Families, students, and professionals working together must plan for the most appropriate next environment for each student and develop plans to achieve the competencies necessary for success in the identified environment. Collaboration with community-based adult agencies and employers is also encouraged when developing and implementing transition plans. Successful transition from school to adult life requires assessment and instruction in all areas of the expanded core curriculum content areas as well as an understanding of the vision of both students and families for the students' futures.

Goal 10: Ongoing Professional Development

To improve students' learning, service providers will engage in ongoing local, state, and national professional development.

The knowledge and skills required to educate students with visual impairments is very broad in scope and continually grows and expands. It is widely accepted in all fields of education that preservice teacher preparation and induction provides the beginning base of knowledge required to effectively teach students. Teachers and orientation and mobility specialists who provide services to students with visual impairments need in-depth knowledge in many unique areas of teaching and learning such as braille literacy, learning media assessment, low vision, assistive technology, and concept development. In order for service providers to deliver effective services and quality instruction in these unique areas, they need to engage in ongoing professional development that provides a knowledge base beyond the beginning knowledge and skills required to teach students.

● **WORK REQUEST 1**: What is the title of Goal 10 in the passage on students with visual impairments?
● **WORK REQUEST 2**: Revise the passage on students with visual impairments from "Families, students, and" through "national professional development.", changing "Collaboration" to "Partnership".
● **WORK REQUEST 3**: Pick up the passage on students with visual impairments after its last sentence and carry it forward.

● **DATASET EXTRACT**:
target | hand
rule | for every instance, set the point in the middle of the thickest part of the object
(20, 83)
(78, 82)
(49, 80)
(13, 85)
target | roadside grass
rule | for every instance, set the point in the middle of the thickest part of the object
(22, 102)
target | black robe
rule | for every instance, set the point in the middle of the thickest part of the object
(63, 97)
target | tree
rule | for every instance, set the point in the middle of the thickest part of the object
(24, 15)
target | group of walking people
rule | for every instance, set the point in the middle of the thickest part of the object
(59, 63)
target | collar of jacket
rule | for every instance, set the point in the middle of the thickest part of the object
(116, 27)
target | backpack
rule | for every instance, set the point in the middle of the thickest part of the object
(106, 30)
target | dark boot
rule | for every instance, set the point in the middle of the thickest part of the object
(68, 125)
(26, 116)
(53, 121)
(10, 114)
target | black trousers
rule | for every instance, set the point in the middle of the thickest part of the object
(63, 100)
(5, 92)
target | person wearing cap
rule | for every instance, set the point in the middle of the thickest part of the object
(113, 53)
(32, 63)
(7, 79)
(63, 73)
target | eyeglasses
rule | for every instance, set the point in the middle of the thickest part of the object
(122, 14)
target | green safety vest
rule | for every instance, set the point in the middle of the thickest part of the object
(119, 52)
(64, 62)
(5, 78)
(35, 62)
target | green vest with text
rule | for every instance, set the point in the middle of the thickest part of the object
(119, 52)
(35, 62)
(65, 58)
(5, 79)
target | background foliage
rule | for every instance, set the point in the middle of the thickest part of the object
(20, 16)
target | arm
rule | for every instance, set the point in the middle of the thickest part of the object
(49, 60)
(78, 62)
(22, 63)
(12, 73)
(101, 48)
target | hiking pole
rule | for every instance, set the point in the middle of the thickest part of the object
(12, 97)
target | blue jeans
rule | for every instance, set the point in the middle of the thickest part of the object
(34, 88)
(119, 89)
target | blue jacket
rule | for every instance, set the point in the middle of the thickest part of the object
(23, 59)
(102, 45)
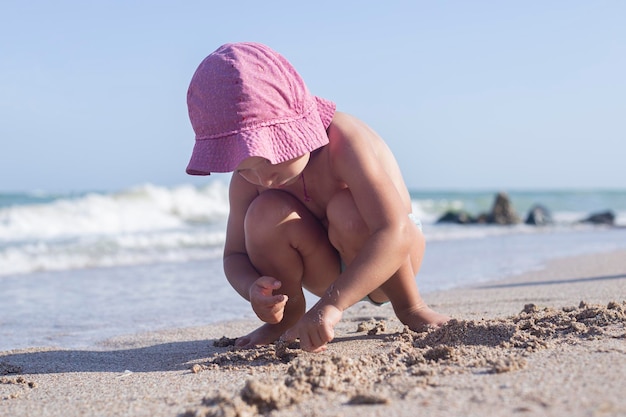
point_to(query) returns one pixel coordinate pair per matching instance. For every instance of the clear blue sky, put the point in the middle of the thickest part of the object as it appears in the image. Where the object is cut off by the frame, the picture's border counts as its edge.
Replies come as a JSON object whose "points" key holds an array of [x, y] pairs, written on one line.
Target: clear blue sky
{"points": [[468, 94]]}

==

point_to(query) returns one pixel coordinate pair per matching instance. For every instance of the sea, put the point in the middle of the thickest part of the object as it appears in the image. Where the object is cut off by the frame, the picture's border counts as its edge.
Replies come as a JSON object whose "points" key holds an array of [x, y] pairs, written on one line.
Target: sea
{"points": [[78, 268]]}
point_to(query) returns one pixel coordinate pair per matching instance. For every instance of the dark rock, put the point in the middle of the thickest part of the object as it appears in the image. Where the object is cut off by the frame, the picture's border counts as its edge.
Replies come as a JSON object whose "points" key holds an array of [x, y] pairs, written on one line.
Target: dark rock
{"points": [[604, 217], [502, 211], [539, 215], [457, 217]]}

● **EXERCISE RESPONSE 1**: Ongoing Professional Development

● **EXERCISE RESPONSE 2**:
Families, students, and professionals working together must plan for the most appropriate next environment for each student and develop plans to achieve the competencies necessary for success in the identified environment. Partnership with community-based adult agencies and employers is also encouraged when developing and implementing transition plans. Successful transition from school to adult life requires assessment and instruction in all areas of the expanded core curriculum content areas as well as an understanding of the vision of both students and families for the students' futures.

Goal 10: Ongoing Professional Development

To improve students' learning, service providers will engage in ongoing local, state, and national professional development.

● **EXERCISE RESPONSE 3**:
It is essential that service providers have access to professional development in vision-specific areas at the local, state, and national levels. Local education agencies, specialized schools, and state departments of education have a critical role in supporting teachers and orientation and mobility specialists in ongoing professional development to meet the unique needs of students with visual impairments.

Strategies for Achieving the Goal Statements

Goal 1: Referral

Students and their families will be referred to an appropriate education program within 30 days of identification of a suspected visual impairment. Teachers of students with visual impairments and orientation and mobility (O&M) instructors will provide appropriate quality services.

Recommended NATIONAL Strategies

  1. Identify existing fact sheets and other materials describing visual impairments in children and youths and incorporate them into a single document, which addresses:

* Observable signs of visual impairments in children, * Recommended procedures for referral to appropriate services, * Guidelines for developing working relationships among families, educators, related service providers, and medical and health care professionals, * Suggestions for encouraging health care management organizations to include these materials in their public education materials.

  1. Identify members of the National Association for Parents of Children with Visual Impairments (NAPVI) and other parent organizations within each state able to serve as contact persons and to provide referral information such as is delineated in National Strategy #1, above.

  2. Work with professional organizations to ensure that their members have the necessary knowledge to serve as advocates for early referral of children with visual impairments including those with multiple disabilities. Organizations should include but not be limited to those whose members include:

* Eye care specialists, * Neonatologists, * Regular education as well as special education personnel.

Recommended REGIONAL, STATE, and/or LOCAL Strategies

  1. Work with Parent-Teacher Associations (PTAs), day care and Head Start centers, public service organizations, and others to:
  • Disseminate materials regarding visual impairments and referral procedures, including resources for state and local contacts,
  • Provide eye care professionals and related service providers with public education materials regarding identification and referral of children with visual impairments, including those with multiple disabilities.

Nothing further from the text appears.